• [Texte fourni]:
CA Versailles, 12ème chambre, 18 mars 2010, n°09/02750
Compte tenu du caractère intuitu personae du contrat de franchise en cause, l’accord du co-contractant est nécessaire en vue de la transmission du contrat de franchise par l’effet d’un apport partiel d’actifs. Les mesures de publicité de l’opération, requise dans un but d’information et d’opposabilité aux tiers, ne peuvent alors suppléer l’accord du cocontractant.
L’arrêt commenté, rendu sur renvoi après cassation (Cass. civ. 2ème, 5 mars 2009, n°08-10.008), concerne la question fondamentale du caractère intuitu personae du contrat de franchise.
En l’espèce, la société MD a conclu un contrat de franchise, comprenant une clause d’approvisionnement, avec la société Comptoirs modernes économiques de Normandie, aux droits de laquelle sont venues successivement la société CMSNO, puis les sociétés Prodim et CSF, par apport partiel d’actifs. La société MD ayant dénoncé le contrat de franchise qui la liait à la société CSF, cette dernière a recherché la responsabilité de la société Ets Segurel & fils, lui reprochant d’avoir approvisionné la société MD.
Pour ce qui concerne la question précise de la transmission du contrat de franchise par voie d’apport partiel d’actifs sous le régime des scissions, la décision commentée adopte le raisonnement suivant.
Primo, la société Segurel – tiers au contrat de franchise en cause – est recevable, sur le fondement de l’article 1165 du Code civil, à se prévaloir de l’absence de transmission de ce contrat, constituant pour elle un fait juridique.

• [Liste de données]:
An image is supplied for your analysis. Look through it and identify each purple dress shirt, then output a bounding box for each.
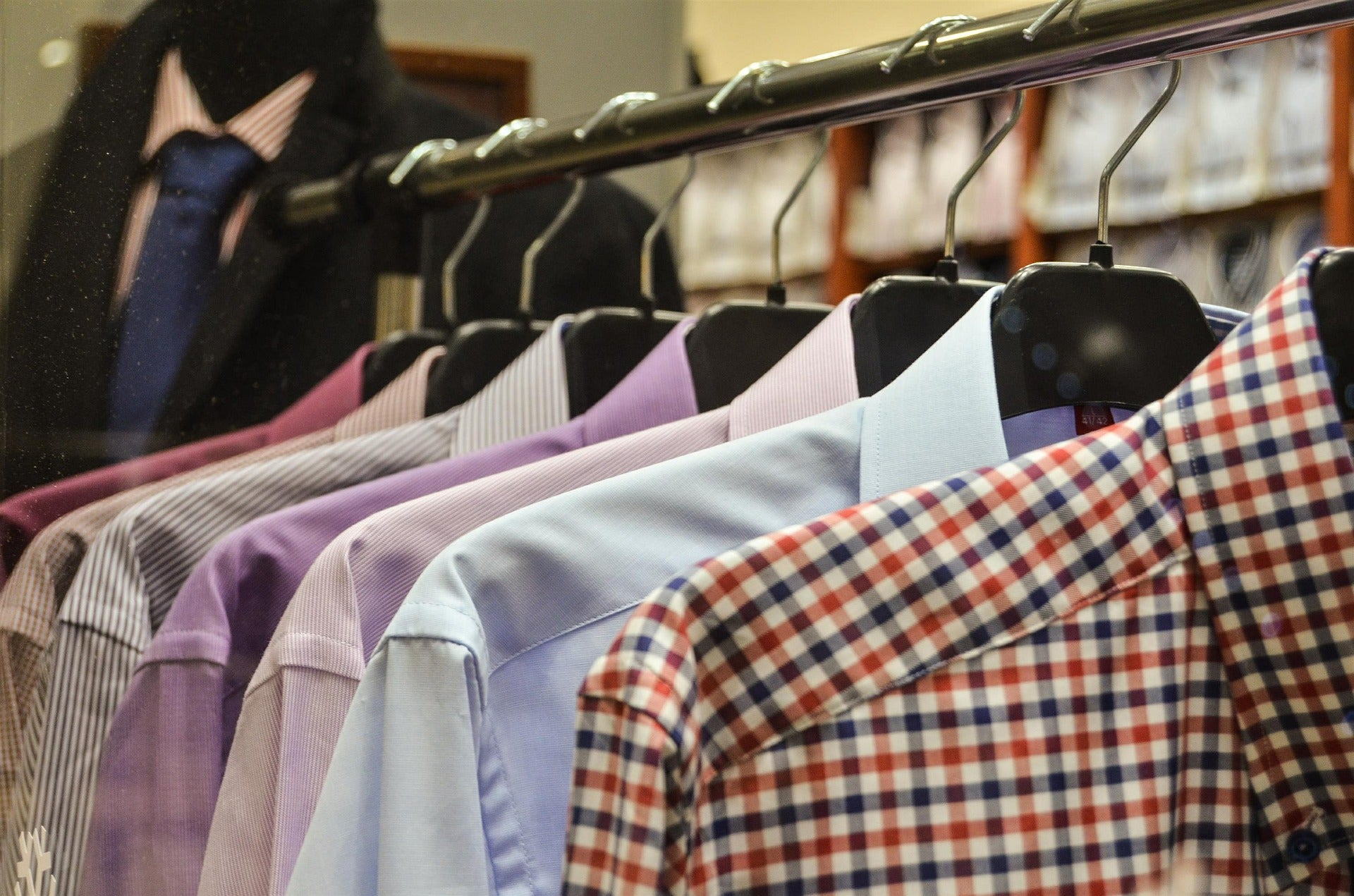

• [Série d'exercices]:
a. D'après le texte sur le contrat de franchise, quelle société a signé ce contrat avec la société Comptoirs modernes économiques de Normandie ?
b. Dans le texte sur le contrat de franchise, recopiez le passage allant de « L’arrêt commenté, rendu » jusqu'à « contrat de franchise. » en remplaçant « fondamentale » par « essentielle ».
c. Prolongez le commentaire de l'arrêt sur le contrat de franchise à la suite de sa dernière phrase.
La liste est un matériau à part, distinct du texte.

• [Réponses]:
a. La société MD.

b.
L’arrêt commenté, rendu sur renvoi après cassation (Cass. civ. 2ème, 5 mars 2009, n°08-10.008), concerne la question essentielle du caractère intuitu personae du contrat de franchise.

c.
Secundo, aux termes de l’article L.236-3 I du Code de commerce, la fusion ou la scission entraîne la dissolution sans liquidation des sociétés qui disparaissent et la transmission universelle de leur patrimoine aux sociétés bénéficiaires, dans l’état où il se trouve à la date de la réalisation définitive de l’opération (…) ; et, sauf dérogation expresse prévue par les parties, la transmission universelle porte sur tous les droits, biens et obligations dépendant de la branche d’activité qui fait l’objet de l’apport.
Cependant, ce texte ne mentionne pas expressément l’ensemble du patrimoine de la société dissoute ; et, par application de l’article 1134 du Code civil, « la transmission des contrats intuitu personae nécessite l’accord du co-contractant, que les mesures de publicité de l’opération, dans un but d’information et d’opposabilité aux tiers, ne peuvent suppléer ».
Tertio, ce moyen ressort de la compétence de la cour, dont la décision est susceptible de recours juridictionnel de droit interne et l’application de la directive communautaire du 17 décembre 1982 ne justifie pas une question préjudicielle dans le cadre de l’article 234 du traité de l’Union Européenne.
Quarto, le contrat de franchise considéré est conclu par le Franchiseur en considération de la personne du Franchisé (…), aux termes de son article 2 ; que ces éléments intrinsèques confirment le caractère intuitu personae bilatéral de cette convention, conclue en fonction des personnes du franchiseur et du franchisé.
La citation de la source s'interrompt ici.